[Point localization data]
—————

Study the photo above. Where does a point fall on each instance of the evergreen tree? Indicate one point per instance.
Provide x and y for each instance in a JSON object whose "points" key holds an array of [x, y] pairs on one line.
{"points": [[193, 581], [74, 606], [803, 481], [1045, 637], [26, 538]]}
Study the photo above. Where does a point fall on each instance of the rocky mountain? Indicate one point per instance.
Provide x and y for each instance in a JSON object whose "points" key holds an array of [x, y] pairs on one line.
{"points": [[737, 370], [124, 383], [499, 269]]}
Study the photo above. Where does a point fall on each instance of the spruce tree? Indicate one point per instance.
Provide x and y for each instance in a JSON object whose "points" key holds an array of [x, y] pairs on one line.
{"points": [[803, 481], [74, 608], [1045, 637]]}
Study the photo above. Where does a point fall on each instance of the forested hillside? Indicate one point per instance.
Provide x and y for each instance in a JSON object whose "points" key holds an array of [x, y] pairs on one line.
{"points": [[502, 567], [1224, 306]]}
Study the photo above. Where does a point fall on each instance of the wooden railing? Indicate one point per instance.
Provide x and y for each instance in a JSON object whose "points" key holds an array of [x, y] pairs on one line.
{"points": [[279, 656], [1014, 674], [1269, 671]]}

—————

* [WORK ORDER]: Check each line of the records above for "tree", and copy those that have it.

* [ANSWER SECTION]:
Study the photo above. Where does a point fall on each instance of the evergreen tree? Indicate one point per instance.
Study the photo above. Where does a point fall on each instance of the spruce tree? Indicate one point per instance.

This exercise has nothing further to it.